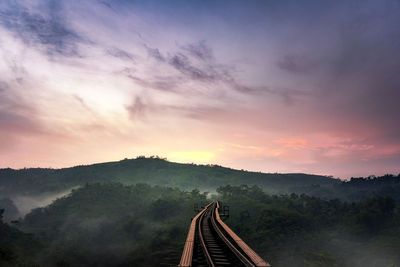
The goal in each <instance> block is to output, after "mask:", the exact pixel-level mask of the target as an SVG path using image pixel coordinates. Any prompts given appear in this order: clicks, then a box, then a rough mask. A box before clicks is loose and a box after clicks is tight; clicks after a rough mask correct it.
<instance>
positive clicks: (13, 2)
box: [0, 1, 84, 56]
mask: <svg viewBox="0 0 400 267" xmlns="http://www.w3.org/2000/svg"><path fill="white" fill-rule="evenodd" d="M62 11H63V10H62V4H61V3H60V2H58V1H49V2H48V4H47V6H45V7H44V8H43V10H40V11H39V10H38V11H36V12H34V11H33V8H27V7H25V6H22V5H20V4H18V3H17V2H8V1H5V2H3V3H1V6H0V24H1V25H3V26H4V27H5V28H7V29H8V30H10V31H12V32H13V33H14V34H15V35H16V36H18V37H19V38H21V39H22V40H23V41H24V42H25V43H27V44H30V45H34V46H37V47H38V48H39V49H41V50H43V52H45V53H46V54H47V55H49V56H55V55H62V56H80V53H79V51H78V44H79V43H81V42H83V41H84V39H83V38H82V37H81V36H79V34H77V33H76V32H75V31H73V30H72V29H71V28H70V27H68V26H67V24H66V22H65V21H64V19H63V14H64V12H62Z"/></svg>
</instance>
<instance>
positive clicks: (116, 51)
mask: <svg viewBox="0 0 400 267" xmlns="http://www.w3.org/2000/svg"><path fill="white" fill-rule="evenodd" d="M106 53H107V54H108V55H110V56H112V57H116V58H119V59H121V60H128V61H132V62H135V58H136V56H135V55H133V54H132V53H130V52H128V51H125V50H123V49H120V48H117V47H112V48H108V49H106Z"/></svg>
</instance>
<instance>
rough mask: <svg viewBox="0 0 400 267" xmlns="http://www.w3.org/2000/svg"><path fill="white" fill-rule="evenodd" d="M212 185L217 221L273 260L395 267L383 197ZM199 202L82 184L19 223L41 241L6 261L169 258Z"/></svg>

______

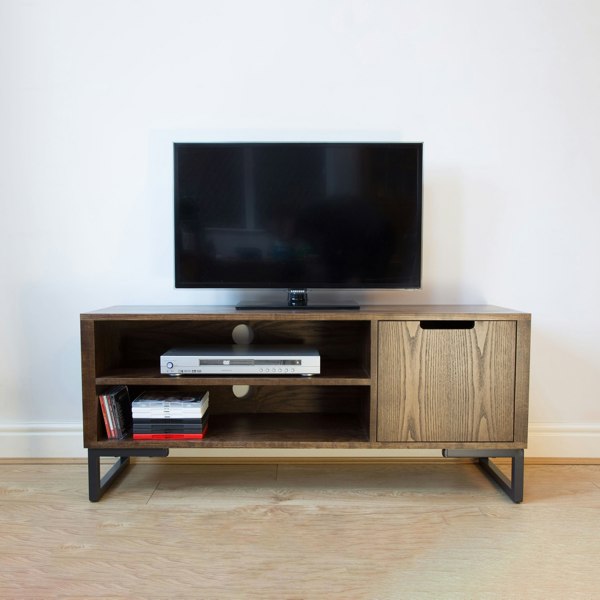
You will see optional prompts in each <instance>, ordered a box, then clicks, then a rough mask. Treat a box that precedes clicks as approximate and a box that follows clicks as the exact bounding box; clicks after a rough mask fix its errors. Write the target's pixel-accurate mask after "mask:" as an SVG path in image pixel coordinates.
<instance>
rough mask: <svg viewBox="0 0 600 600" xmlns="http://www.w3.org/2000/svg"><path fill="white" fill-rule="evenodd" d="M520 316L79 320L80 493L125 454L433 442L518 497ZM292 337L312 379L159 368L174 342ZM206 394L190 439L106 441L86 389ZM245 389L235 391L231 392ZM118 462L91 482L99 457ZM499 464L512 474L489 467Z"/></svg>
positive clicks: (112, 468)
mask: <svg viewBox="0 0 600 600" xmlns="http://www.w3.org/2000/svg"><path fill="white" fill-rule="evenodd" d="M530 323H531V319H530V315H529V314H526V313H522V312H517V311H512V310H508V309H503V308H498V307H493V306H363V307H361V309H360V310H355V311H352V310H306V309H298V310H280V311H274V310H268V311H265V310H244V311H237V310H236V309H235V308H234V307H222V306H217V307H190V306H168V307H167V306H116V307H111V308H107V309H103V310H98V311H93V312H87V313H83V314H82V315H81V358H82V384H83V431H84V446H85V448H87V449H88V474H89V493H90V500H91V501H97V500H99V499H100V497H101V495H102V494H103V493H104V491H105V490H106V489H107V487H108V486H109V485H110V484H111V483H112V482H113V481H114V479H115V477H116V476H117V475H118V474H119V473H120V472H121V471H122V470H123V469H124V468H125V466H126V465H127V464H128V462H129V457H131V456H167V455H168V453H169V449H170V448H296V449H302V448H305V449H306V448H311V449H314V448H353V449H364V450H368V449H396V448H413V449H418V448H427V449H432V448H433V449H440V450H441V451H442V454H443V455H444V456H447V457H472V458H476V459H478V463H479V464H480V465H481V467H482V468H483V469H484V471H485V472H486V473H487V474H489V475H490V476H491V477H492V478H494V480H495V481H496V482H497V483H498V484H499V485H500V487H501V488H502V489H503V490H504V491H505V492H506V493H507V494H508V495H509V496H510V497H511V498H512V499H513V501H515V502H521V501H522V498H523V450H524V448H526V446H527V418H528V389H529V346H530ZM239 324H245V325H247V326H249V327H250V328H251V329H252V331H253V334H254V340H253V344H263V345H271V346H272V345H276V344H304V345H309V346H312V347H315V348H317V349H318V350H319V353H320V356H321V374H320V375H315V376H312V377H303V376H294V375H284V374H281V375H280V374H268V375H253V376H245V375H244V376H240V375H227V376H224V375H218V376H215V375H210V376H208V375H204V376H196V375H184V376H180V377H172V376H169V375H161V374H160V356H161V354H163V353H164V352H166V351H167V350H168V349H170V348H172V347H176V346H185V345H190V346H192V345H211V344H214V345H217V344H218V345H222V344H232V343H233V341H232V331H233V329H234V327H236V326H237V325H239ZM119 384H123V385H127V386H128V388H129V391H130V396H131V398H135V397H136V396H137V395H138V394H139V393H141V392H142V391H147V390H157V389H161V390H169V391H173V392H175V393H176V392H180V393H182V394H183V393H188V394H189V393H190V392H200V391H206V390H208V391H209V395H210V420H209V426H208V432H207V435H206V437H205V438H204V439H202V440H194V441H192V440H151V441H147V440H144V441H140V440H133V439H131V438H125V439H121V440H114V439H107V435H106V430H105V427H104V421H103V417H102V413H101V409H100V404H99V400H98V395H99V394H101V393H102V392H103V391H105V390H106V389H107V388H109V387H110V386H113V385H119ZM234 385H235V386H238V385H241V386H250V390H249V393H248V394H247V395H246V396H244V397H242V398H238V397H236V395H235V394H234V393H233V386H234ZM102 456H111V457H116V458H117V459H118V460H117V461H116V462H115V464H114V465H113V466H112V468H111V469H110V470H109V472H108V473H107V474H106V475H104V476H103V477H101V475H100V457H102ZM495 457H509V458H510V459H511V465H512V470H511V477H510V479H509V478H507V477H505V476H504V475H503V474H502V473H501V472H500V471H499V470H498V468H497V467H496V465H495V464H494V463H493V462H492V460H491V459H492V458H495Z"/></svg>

______

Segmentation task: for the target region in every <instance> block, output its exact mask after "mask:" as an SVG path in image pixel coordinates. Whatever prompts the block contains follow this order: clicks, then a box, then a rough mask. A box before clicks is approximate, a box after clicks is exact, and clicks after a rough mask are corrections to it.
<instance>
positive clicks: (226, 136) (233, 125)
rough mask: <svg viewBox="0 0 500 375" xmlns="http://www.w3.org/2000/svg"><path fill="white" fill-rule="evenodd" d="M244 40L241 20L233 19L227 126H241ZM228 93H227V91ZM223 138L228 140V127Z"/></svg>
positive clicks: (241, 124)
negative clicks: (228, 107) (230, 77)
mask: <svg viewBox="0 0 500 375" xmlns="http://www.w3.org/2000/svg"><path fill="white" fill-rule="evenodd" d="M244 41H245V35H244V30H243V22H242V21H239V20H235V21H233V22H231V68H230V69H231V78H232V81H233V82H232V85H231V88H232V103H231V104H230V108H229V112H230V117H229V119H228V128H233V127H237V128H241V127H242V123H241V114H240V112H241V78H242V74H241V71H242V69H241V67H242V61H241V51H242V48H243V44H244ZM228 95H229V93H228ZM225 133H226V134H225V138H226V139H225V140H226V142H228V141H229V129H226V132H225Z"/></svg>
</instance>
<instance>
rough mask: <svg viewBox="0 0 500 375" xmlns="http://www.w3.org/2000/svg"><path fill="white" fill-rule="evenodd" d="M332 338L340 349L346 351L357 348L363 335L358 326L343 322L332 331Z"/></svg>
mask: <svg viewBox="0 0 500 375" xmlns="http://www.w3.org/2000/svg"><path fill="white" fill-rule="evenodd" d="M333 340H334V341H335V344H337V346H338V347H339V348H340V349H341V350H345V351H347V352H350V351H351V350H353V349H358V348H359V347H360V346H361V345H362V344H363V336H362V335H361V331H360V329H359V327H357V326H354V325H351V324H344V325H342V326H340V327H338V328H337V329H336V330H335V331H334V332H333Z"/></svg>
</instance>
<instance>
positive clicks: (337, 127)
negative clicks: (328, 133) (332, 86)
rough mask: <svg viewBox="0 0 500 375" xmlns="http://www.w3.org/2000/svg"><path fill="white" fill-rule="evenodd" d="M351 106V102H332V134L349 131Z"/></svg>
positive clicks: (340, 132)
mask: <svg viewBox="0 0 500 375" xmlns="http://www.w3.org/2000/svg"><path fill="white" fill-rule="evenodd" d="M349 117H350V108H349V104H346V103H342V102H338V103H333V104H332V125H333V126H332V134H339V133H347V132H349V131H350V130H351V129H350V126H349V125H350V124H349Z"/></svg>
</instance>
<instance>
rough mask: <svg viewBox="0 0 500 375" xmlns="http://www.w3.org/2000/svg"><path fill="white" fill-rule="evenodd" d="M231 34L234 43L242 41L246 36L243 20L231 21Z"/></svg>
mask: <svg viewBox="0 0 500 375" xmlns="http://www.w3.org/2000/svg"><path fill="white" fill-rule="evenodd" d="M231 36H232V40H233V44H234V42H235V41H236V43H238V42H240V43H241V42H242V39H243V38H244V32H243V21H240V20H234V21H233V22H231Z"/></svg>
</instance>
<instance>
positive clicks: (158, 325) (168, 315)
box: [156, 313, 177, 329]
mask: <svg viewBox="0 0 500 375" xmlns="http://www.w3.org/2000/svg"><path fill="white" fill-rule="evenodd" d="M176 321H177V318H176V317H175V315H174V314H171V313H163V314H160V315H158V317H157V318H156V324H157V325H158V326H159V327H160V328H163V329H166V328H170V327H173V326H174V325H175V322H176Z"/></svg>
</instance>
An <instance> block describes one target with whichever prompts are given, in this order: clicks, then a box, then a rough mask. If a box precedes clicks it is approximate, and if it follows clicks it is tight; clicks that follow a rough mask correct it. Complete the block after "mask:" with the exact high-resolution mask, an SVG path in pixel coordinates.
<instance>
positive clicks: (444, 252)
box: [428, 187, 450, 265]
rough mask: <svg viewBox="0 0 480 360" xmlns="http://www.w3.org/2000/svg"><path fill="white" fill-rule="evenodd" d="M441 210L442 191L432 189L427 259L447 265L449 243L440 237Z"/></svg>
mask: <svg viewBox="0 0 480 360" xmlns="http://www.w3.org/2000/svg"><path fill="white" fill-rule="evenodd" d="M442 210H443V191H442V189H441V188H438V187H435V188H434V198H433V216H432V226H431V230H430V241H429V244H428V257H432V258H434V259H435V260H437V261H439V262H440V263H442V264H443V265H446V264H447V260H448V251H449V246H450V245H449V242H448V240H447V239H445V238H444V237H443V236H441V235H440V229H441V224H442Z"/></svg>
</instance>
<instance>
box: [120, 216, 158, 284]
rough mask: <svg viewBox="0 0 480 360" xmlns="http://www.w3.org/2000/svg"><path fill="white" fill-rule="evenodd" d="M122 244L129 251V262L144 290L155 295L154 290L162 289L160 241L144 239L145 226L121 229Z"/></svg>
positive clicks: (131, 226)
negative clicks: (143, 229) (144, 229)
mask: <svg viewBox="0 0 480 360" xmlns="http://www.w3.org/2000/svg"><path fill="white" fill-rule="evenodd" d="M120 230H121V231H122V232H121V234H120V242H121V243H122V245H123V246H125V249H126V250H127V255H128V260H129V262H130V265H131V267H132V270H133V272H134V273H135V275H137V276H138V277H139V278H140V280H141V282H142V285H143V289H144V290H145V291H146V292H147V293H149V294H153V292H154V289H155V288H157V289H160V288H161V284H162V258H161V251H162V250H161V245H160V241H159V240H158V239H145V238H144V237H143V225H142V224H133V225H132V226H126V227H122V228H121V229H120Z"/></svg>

______

*WHAT THE TASK ASKS*
As listed above, the lines from the line with "338L340 349L346 351L357" to the line with "positive clicks: (158, 325) (168, 315)" are to be echoed exactly, with both ends included and nothing added.

*ANSWER SECTION*
rough mask: <svg viewBox="0 0 500 375" xmlns="http://www.w3.org/2000/svg"><path fill="white" fill-rule="evenodd" d="M332 338L340 349L346 351L357 348L363 335L358 326L343 322L332 331Z"/></svg>
mask: <svg viewBox="0 0 500 375" xmlns="http://www.w3.org/2000/svg"><path fill="white" fill-rule="evenodd" d="M333 340H334V341H335V344H337V346H338V347H339V348H340V349H341V350H345V351H347V352H350V351H351V350H353V349H358V348H359V347H360V346H361V345H362V344H363V336H362V335H361V331H360V329H359V327H357V326H354V325H351V324H344V325H342V326H340V327H338V328H337V329H336V330H335V331H334V332H333Z"/></svg>
</instance>
<instance>
positive clicks: (337, 127)
negative clicks: (328, 133) (332, 86)
rough mask: <svg viewBox="0 0 500 375" xmlns="http://www.w3.org/2000/svg"><path fill="white" fill-rule="evenodd" d="M351 106V102H332V134L349 131Z"/></svg>
positive clicks: (340, 132)
mask: <svg viewBox="0 0 500 375" xmlns="http://www.w3.org/2000/svg"><path fill="white" fill-rule="evenodd" d="M349 117H350V108H349V104H346V103H342V102H338V103H333V104H332V125H333V126H332V134H339V133H347V132H349V131H350V130H351V129H350V126H349V125H350V124H349Z"/></svg>
</instance>
<instance>
rough mask: <svg viewBox="0 0 500 375" xmlns="http://www.w3.org/2000/svg"><path fill="white" fill-rule="evenodd" d="M231 34L234 43L242 41L246 36L243 20L231 21Z"/></svg>
mask: <svg viewBox="0 0 500 375" xmlns="http://www.w3.org/2000/svg"><path fill="white" fill-rule="evenodd" d="M231 36H232V40H233V44H234V42H235V41H236V43H238V42H240V43H241V42H242V39H243V38H244V32H243V21H240V20H234V21H233V22H231Z"/></svg>
</instance>
<instance>
positive clicks: (158, 325) (168, 315)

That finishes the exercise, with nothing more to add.